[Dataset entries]
○ ○ ○ ○
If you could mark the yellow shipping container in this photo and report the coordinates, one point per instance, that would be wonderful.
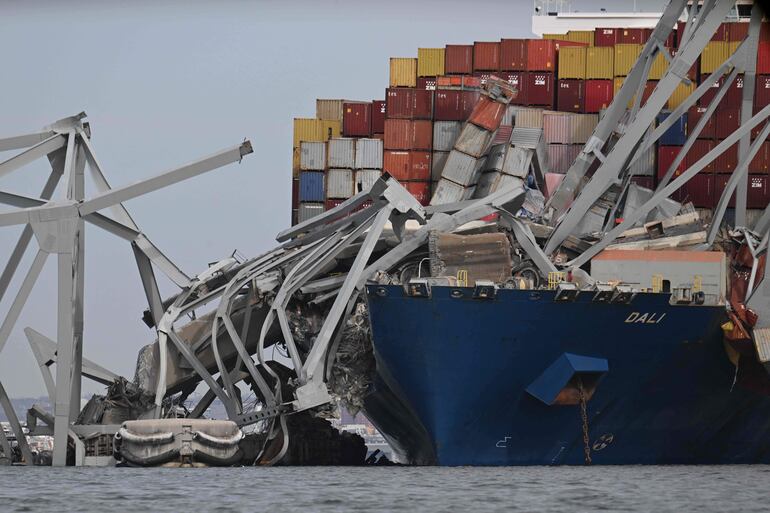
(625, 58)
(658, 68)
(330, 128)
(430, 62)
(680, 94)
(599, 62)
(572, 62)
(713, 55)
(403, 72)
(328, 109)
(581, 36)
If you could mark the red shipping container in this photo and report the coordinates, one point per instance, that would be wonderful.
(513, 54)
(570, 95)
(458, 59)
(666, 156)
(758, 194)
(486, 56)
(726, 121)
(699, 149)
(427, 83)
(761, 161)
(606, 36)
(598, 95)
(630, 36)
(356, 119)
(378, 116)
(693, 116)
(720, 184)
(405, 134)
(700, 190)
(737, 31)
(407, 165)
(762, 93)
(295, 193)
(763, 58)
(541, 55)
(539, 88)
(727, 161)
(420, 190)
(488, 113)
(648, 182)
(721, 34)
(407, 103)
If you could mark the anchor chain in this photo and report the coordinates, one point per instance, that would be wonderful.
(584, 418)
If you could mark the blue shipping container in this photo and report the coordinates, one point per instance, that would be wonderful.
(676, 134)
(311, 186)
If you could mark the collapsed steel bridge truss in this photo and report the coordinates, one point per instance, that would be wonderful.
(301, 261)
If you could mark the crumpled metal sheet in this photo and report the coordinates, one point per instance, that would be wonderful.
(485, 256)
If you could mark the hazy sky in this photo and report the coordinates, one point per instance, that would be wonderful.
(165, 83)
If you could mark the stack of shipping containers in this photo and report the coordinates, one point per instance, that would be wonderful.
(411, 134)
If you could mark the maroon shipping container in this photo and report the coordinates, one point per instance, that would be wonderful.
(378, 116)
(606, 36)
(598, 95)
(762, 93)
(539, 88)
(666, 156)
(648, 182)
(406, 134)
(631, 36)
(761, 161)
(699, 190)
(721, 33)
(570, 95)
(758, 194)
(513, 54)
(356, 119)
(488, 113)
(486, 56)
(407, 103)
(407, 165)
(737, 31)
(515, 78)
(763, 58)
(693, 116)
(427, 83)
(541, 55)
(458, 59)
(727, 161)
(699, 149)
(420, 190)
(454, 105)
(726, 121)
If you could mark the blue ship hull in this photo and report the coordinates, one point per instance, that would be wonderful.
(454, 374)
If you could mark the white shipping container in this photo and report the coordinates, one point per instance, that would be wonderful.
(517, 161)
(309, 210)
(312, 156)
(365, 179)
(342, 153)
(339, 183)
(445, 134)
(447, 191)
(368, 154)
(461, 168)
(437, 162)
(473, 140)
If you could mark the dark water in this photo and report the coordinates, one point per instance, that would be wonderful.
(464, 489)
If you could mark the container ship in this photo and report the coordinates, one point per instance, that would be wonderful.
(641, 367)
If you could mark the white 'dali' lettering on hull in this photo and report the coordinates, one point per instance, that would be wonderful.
○ ○ ○ ○
[What to work on] Please copy the line that contains "If you could mark the dark" and each line after it through the end of the records, exactly, and no other lines.

[Your response]
If you could mark the dark water in this photo and report the coordinates, one point per instance, that would be wonderful.
(464, 489)
If you could mark the container ship in this photo and report the coordinates, one point per instance, that would be wonderful.
(641, 367)
If you could mark the white 'dali' lettering on hull in this photo and report the coordinates, one point per instance, that would be wonderful.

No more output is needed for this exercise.